- DATA FOR THIS EXERCISE
--
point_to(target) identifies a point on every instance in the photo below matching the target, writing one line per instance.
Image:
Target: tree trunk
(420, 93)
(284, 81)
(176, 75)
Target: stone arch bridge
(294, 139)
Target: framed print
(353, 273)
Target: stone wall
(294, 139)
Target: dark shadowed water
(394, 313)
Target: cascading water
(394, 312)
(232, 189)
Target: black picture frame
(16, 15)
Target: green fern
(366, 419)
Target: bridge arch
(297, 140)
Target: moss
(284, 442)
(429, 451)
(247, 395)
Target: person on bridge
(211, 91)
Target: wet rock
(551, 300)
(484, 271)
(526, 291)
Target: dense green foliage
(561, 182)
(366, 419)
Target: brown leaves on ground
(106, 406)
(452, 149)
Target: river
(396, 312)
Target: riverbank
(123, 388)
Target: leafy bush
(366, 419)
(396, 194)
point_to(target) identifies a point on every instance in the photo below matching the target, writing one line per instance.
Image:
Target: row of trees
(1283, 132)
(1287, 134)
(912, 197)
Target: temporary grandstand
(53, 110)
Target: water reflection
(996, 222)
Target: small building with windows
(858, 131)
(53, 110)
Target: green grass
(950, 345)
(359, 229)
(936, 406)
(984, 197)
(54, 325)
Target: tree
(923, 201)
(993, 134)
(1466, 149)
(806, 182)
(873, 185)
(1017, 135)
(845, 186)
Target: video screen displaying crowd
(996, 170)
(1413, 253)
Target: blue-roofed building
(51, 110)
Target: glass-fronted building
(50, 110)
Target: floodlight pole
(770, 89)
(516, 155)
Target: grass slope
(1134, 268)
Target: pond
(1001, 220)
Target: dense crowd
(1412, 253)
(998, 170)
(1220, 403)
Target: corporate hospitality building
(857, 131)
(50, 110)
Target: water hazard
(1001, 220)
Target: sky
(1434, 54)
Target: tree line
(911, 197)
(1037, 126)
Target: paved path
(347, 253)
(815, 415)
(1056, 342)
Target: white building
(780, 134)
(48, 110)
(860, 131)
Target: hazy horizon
--
- ASSIGNMENT
Your task is to reproduce the entire listing exactly as it appears.

- RESULT BELOW
point_to(target) identifies a point on every instance in the photo below matching the target, writing one line per instance.
Image:
Target: tree trunk
(420, 93)
(284, 81)
(176, 75)
Target: stone arch bridge
(294, 139)
Target: framed print
(353, 273)
Target: stone wall
(294, 139)
Target: dark shadowed water
(394, 313)
Target: cascading water
(394, 312)
(232, 189)
Target: black picture frame
(16, 15)
Target: green fern
(366, 419)
Target: bridge arch
(297, 140)
Target: moss
(284, 442)
(429, 451)
(247, 395)
Target: person on bridge
(211, 91)
Target: wet rock
(551, 300)
(484, 271)
(526, 291)
Target: dense green foliage
(561, 182)
(366, 419)
Target: brown leaves on ground
(106, 406)
(452, 149)
Target: river
(396, 312)
Target: riverbank
(123, 388)
Target: leafy bush
(366, 419)
(396, 194)
point_to(target) identifies a point on every instance in the photo below matching the target, writing one line per instance.
Image:
Target: row of trees
(1283, 132)
(1287, 134)
(912, 197)
Target: temporary grandstand
(53, 110)
Target: water reflection
(996, 222)
Target: small building with windows
(858, 131)
(53, 110)
Target: green grass
(950, 345)
(359, 229)
(936, 406)
(984, 197)
(54, 325)
Target: tree
(923, 201)
(993, 134)
(1466, 149)
(806, 182)
(873, 185)
(1017, 135)
(845, 186)
Target: video screen displaying crowd
(996, 170)
(1413, 253)
Target: blue-roofed building
(51, 110)
Target: glass-fronted building
(50, 110)
Target: floodlight pole
(770, 89)
(516, 155)
Target: grass slope
(1134, 268)
Target: pond
(1001, 220)
Target: dense crowd
(1412, 253)
(998, 170)
(1220, 403)
Target: corporate hospitality building
(857, 131)
(50, 110)
Target: water hazard
(1001, 220)
Target: sky
(1434, 54)
Target: tree line
(911, 197)
(1037, 126)
Target: paved path
(347, 253)
(815, 415)
(1056, 342)
Target: white building
(780, 134)
(48, 110)
(860, 131)
Target: hazy horizon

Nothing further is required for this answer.